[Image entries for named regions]
----------------------------------------

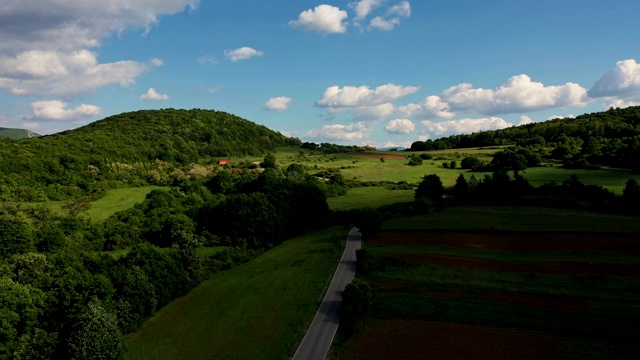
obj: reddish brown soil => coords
[484,291,589,312]
[369,232,640,253]
[339,320,563,360]
[397,253,640,276]
[349,153,406,160]
[416,286,589,312]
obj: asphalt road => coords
[293,228,361,360]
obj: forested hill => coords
[411,106,640,168]
[0,109,300,201]
[0,127,40,139]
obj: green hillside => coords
[411,106,640,169]
[0,127,40,140]
[0,109,300,201]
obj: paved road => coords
[293,228,361,360]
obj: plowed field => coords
[335,231,640,359]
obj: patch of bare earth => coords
[397,253,640,277]
[339,320,563,360]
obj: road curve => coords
[293,228,362,360]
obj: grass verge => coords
[126,228,346,359]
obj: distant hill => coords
[0,109,300,201]
[0,127,40,140]
[410,106,640,169]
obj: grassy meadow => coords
[22,186,167,222]
[327,186,415,210]
[126,228,348,359]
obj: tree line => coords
[0,109,301,201]
[0,164,332,359]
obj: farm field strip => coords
[370,244,640,265]
[383,206,640,233]
[336,226,640,359]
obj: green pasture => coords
[369,245,640,265]
[327,186,415,210]
[383,206,640,232]
[520,167,640,194]
[23,186,168,222]
[126,227,347,359]
[229,147,640,194]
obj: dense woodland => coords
[0,108,640,359]
[410,106,640,169]
[0,109,300,201]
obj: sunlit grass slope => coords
[126,228,347,359]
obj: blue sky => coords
[0,0,640,147]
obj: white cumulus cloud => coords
[307,121,370,141]
[0,0,192,99]
[398,95,455,119]
[589,59,640,109]
[518,115,535,125]
[22,122,40,131]
[369,16,400,31]
[140,88,169,101]
[0,50,150,98]
[262,96,293,111]
[384,119,416,134]
[30,100,101,121]
[289,4,348,34]
[224,46,264,62]
[196,55,218,64]
[387,0,411,17]
[316,84,420,120]
[422,117,513,138]
[441,74,587,115]
[348,0,383,20]
[316,84,420,107]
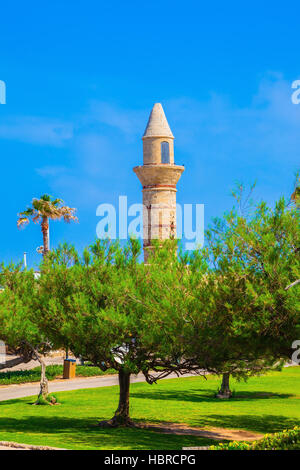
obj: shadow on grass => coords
[0,416,215,450]
[130,389,296,403]
[138,410,300,434]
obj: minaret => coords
[133,103,184,262]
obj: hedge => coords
[209,426,300,450]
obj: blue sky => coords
[0,0,300,266]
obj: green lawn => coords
[0,367,300,450]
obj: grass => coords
[0,367,300,450]
[0,365,116,385]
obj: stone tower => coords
[133,103,184,262]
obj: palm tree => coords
[17,194,78,256]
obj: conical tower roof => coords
[143,103,174,139]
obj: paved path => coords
[0,374,193,401]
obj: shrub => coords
[209,426,300,450]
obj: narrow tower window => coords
[161,142,170,163]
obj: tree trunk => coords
[41,217,49,256]
[217,372,232,398]
[99,369,134,427]
[0,356,31,370]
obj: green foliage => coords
[209,426,300,450]
[0,365,116,385]
[0,366,300,451]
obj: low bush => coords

----------------------------------------

Rewrite all of the items above as a numbered list. Skip any blank lines and leave the pictures out.

1. obj: reddish brown soil => coords
2. [484,291,589,312]
3. [369,232,640,253]
4. [339,320,563,360]
5. [397,253,640,276]
6. [349,153,406,160]
7. [416,286,589,312]
8. obj: asphalt road => coords
9. [293,228,361,360]
10. obj: forested hill => coords
11. [411,106,640,168]
12. [0,109,300,201]
13. [0,127,40,139]
14. obj: green hillside => coords
15. [411,106,640,169]
16. [0,127,40,140]
17. [0,109,300,201]
18. obj: paved road => coords
19. [293,228,361,360]
20. obj: plowed field => coords
21. [335,231,640,359]
22. obj: patch of bare earth => coords
23. [397,253,640,277]
24. [339,320,563,360]
25. obj: road curve => coords
26. [293,228,362,360]
27. obj: grass verge => coords
28. [126,228,346,359]
29. obj: distant hill => coords
30. [0,109,300,201]
31. [0,127,40,140]
32. [410,106,640,169]
33. obj: grassy meadow => coords
34. [22,186,167,222]
35. [327,186,415,210]
36. [126,228,348,359]
37. obj: tree line => coords
38. [0,109,301,201]
39. [0,164,332,359]
40. obj: farm field strip => coords
41. [370,244,640,265]
42. [383,206,640,233]
43. [336,226,640,359]
44. obj: green pasture => coords
45. [369,245,640,265]
46. [327,186,415,210]
47. [383,206,640,232]
48. [520,167,640,194]
49. [23,186,168,222]
50. [126,227,347,359]
51. [229,147,640,194]
52. obj: dense woodland => coords
53. [0,108,640,359]
54. [410,106,640,169]
55. [0,109,300,201]
56. obj: sunlit grass slope => coords
57. [126,228,347,359]
58. obj: blue sky => coords
59. [0,0,640,147]
60. obj: white cumulus cloud => coords
61. [307,121,370,141]
62. [0,0,192,99]
63. [398,95,455,119]
64. [589,59,640,109]
65. [518,115,535,125]
66. [22,122,40,131]
67. [369,16,400,31]
68. [140,88,169,101]
69. [0,50,150,98]
70. [262,96,293,111]
71. [384,119,416,134]
72. [30,100,101,121]
73. [289,4,348,34]
74. [224,46,264,62]
75. [196,55,218,64]
76. [387,0,411,17]
77. [316,84,420,120]
78. [422,117,513,138]
79. [441,74,587,115]
80. [348,0,383,20]
81. [316,84,420,107]
82. obj: shadow on grass => coords
83. [0,416,215,450]
84. [130,389,296,403]
85. [138,410,300,434]
86. obj: minaret => coords
87. [133,103,184,262]
88. obj: hedge => coords
89. [209,426,300,450]
90. obj: blue sky => coords
91. [0,0,300,266]
92. obj: green lawn => coords
93. [0,367,300,450]
94. obj: grass => coords
95. [0,367,300,450]
96. [0,365,116,385]
97. obj: stone tower => coords
98. [133,103,184,262]
99. obj: palm tree => coords
100. [17,194,78,256]
101. obj: conical tower roof => coords
102. [143,103,174,139]
103. obj: paved path => coords
104. [0,374,193,401]
105. obj: shrub => coords
106. [209,426,300,450]
107. obj: narrow tower window => coords
108. [161,142,170,163]
109. obj: tree trunk => coords
110. [41,217,49,256]
111. [217,372,232,398]
112. [99,369,134,427]
113. [0,356,31,370]
114. obj: green foliage => coords
115. [209,426,300,450]
116. [0,365,116,385]
117. [0,366,300,451]
118. obj: low bush => coords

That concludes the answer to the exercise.